> Metin Bölümü
┄┄┄┄┄┄
Unreal 2: The Awakening
O eski güzel günlerde, yani o marka mı şu marka mı tartışmalarının yaşanmadığı, oyunların “software” destekli çalışabildiği, en baba ekran kartının Voodoo 3 olduğu günlerde, Unreal diye bir oyun vardı. Hatırlayanlar el kaldırsın! (Murat sen kaldırmasan da olur, Diablo’dan beri yeni oyun almadın sen.) Vay be, yaşlanmışız galba.. Efenim, Unreal’in mevzusu gayet basit ve bir o kadar da güzeldi, hapishane olarak kullanılan uzay gemisi bir gezegene düşer, hücresinden kaçan bir mahkum da gezegen üzerinde yaşam savaşı verir, ki o mahkum da sizdiniz. Serious Sam denen zırvalıktan çok çok önce “devasa açık alanlar” kavramını bize gayet güzel göstermiş, şu anda bile çoğu oyundan iyi yapay zekasıyla da epey bir terletmişti. Multiplayer’ı çok iyi değildi, ama kimin umrundaydı zaten? O zaman oyunların single player bölümleri multiplayer’a alıştırma olsun diye hazırlanmazdı. Aaah ah.. Quake 3 çıktı, mertlik bozuldu.
Yapımcı firma, bizi bugüne dek ikinci oyunun sözüyle oyaladı, arada sırada piyasaya “sızdırdığı” bir takım demolarla da ağzımızın suyunu gayet güzel akıttı. Yarabbim o ne zoom seviyesiydi öyle ve ne kadar yakınlaşırsan yakınlaş, ayrıntılar ne müthişti.. Kabaca karton kutu büyüklüğünde bir odanın içinde gezebildiğiniz alpha demoyu hatırlayanınız var mı? En az üç saat içinde dolaşmıştık.. Oda yahu, beş saniye içinde bir ucundan diğerine gidilebiliyordu! Ama ayrıntılar müthişti.. Aynı demoda açık alanda geçen bir bölüm de vardı ama en baba makineyi bile on saniye içinde kilitliyordu.
İyi haber, oyun artık piyasada. Benim için (ve tanıdığım pek çok fan için) kötü haber, “o kadar da” iyi değil.
Daha yazının bu aşamasında “olur muu bu oyuna bu kadar düşük puan verilir miiii sizi gidi..” diye yorum yazmaya başlamış hormon fazlalığı bulunan ergenler olduğunu tahmin edebiliyorum. Sabredin canım kardeşim, sonuna kadar bir okuyun hele.
┄┄┄┄┄┄
> Girdi Kayıtları
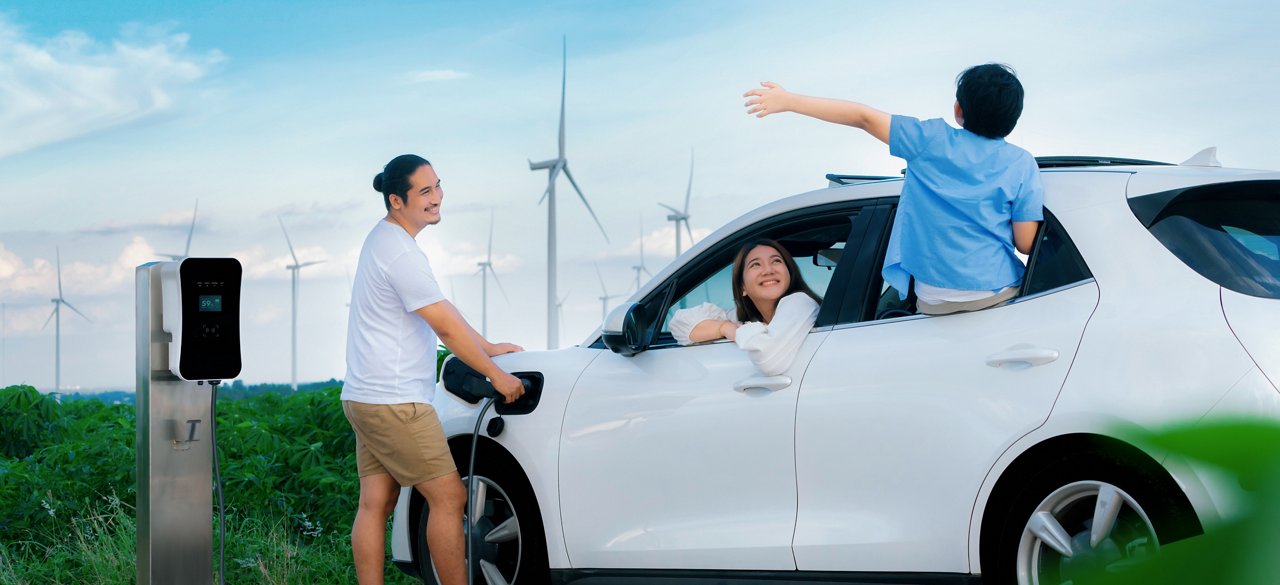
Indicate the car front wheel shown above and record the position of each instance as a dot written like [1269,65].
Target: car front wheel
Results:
[507,543]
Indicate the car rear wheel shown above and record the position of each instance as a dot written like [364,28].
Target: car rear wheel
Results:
[1079,516]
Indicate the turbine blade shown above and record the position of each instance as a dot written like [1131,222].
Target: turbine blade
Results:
[563,77]
[690,190]
[672,209]
[584,202]
[287,240]
[77,311]
[503,291]
[603,289]
[489,257]
[59,252]
[192,231]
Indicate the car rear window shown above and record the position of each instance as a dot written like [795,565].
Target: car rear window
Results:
[1229,233]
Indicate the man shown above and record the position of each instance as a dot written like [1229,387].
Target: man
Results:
[397,310]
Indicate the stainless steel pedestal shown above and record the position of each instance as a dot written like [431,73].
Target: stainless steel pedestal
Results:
[174,456]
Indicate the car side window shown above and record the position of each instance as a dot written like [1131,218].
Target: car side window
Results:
[817,246]
[1055,261]
[1052,264]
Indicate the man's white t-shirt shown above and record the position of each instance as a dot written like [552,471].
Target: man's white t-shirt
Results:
[391,350]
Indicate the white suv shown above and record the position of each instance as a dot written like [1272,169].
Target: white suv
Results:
[897,448]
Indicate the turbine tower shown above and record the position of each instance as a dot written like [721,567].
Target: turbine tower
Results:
[485,270]
[640,268]
[604,296]
[58,325]
[682,216]
[186,251]
[554,167]
[293,268]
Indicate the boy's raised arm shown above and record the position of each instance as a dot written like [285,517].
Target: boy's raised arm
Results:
[772,99]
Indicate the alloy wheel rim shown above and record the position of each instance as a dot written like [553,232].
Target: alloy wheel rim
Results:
[496,535]
[1083,529]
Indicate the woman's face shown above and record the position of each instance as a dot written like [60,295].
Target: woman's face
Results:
[764,275]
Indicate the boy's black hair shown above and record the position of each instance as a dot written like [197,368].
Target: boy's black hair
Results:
[991,99]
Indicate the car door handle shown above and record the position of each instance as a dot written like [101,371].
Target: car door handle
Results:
[764,383]
[1023,357]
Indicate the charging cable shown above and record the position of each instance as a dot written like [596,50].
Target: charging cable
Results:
[218,475]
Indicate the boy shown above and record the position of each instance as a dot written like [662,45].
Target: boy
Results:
[969,199]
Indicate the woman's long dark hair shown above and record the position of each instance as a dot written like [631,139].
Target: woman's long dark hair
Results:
[746,310]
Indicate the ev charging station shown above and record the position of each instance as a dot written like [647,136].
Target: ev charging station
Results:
[187,342]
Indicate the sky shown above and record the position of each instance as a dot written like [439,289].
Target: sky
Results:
[117,118]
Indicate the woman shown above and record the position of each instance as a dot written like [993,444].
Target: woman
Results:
[775,309]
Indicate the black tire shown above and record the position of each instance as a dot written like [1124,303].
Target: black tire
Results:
[1151,511]
[507,497]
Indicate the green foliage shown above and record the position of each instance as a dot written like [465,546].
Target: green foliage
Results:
[288,471]
[1239,549]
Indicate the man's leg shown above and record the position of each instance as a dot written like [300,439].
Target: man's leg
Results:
[378,494]
[446,498]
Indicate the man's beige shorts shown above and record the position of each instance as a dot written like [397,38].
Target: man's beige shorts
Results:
[405,440]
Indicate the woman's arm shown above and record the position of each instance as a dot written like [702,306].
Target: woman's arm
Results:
[699,324]
[773,347]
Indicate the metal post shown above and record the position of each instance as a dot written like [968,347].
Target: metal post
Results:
[174,455]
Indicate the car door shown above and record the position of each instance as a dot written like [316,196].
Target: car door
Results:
[900,419]
[684,457]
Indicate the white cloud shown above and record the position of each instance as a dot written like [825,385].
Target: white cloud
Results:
[434,74]
[58,88]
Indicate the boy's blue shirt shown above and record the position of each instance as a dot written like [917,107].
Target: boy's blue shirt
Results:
[960,195]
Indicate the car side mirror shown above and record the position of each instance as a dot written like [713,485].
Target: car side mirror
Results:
[828,257]
[626,330]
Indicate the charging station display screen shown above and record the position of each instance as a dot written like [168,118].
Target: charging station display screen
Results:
[210,304]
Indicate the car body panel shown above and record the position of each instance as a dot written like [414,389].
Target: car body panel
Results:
[533,439]
[1256,323]
[647,480]
[899,421]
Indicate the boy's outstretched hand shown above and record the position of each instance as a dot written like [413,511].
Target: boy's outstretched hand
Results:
[769,100]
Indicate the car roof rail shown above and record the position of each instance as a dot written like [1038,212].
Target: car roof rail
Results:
[840,179]
[1068,161]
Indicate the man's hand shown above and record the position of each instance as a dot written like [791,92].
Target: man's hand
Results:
[508,385]
[769,100]
[499,348]
[728,329]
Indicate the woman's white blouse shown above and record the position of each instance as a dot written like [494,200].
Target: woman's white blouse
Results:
[771,346]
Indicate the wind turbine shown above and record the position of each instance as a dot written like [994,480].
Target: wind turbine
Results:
[682,216]
[295,268]
[554,167]
[58,324]
[604,296]
[186,251]
[558,312]
[640,268]
[485,270]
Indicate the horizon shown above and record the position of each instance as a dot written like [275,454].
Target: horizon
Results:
[119,118]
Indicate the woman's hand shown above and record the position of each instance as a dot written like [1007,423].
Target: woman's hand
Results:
[499,348]
[728,329]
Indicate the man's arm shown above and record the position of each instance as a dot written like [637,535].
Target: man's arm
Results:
[469,346]
[772,99]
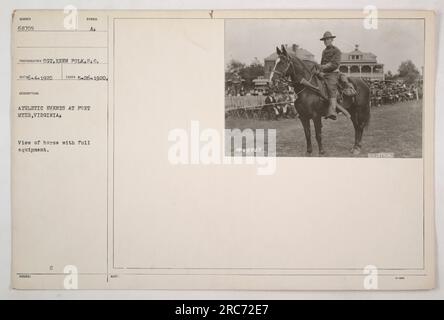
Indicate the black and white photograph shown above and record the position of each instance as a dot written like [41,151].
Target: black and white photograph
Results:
[329,87]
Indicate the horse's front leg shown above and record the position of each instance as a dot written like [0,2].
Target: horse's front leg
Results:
[318,130]
[306,125]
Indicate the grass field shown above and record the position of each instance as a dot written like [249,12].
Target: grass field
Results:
[395,129]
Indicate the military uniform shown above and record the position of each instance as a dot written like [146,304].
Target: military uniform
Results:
[331,57]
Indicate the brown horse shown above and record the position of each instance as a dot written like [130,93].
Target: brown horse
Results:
[311,104]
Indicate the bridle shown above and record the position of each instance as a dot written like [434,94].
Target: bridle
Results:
[283,74]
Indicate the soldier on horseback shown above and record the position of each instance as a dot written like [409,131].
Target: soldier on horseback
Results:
[329,70]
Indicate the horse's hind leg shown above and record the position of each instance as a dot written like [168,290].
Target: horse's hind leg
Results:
[358,134]
[318,130]
[306,125]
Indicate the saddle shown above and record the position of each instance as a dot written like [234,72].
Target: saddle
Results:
[345,87]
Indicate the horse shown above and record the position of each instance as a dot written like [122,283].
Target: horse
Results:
[311,104]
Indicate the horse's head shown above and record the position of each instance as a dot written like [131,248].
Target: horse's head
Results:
[282,66]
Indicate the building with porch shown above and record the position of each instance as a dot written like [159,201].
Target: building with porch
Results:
[361,64]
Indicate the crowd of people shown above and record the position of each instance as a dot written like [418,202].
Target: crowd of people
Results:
[389,92]
[280,105]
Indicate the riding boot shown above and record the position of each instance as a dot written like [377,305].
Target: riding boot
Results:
[308,84]
[331,113]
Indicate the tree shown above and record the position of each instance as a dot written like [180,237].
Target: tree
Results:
[408,71]
[235,65]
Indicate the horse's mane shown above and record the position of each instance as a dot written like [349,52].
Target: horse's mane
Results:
[306,66]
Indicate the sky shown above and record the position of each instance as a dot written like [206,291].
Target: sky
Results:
[394,41]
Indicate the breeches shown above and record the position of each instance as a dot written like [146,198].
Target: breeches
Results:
[331,80]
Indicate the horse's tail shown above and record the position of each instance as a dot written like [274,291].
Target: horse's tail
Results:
[362,101]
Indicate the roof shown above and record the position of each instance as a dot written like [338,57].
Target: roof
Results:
[365,56]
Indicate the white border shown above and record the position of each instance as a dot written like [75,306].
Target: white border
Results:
[5,217]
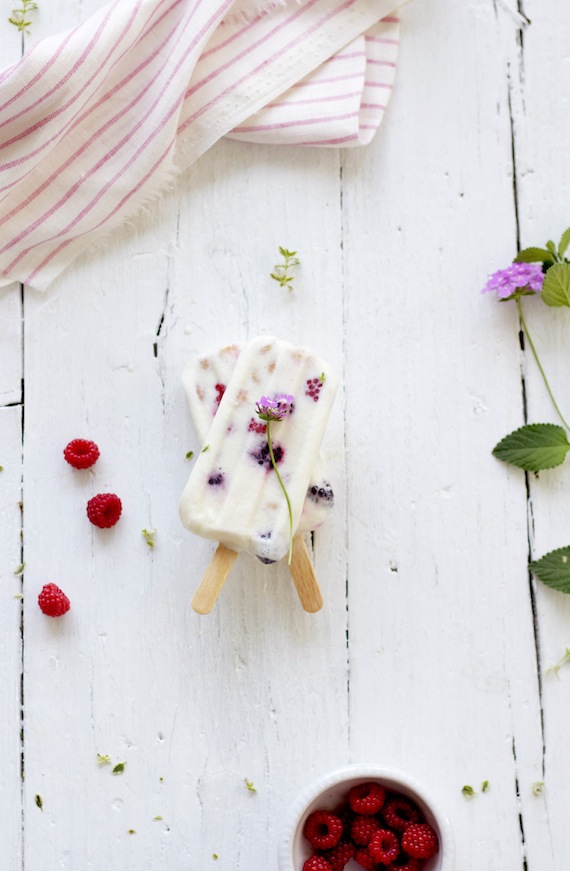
┄┄┄┄┄┄
> Kısa Alıştırma 1
Unreal 2 yazısında adı geçen bütün bilgisayar oyunlarını sıralayın.
> Kısa Alıştırma 2
Kayıtlarda "Indicate the white border" ifadesini içeren satırla açılıp kayıtların sonuna kadar süren kısmı, o satır da dahil olmak üzere, her satırı bir dize olan bir JSON listesi olarak yazın. Boş satırları ve resimleri listeye almayın.

> Cevap 1
Unreal 2: The Awakening, Unreal, Diablo, Serious Sam, Quake 3

> Cevap 2
[
  "Indicate the white border shown above and record the position of each instance as a dot written like [75,306].",
  "Target: white border",
  "Results:",
  "[5,217]"
]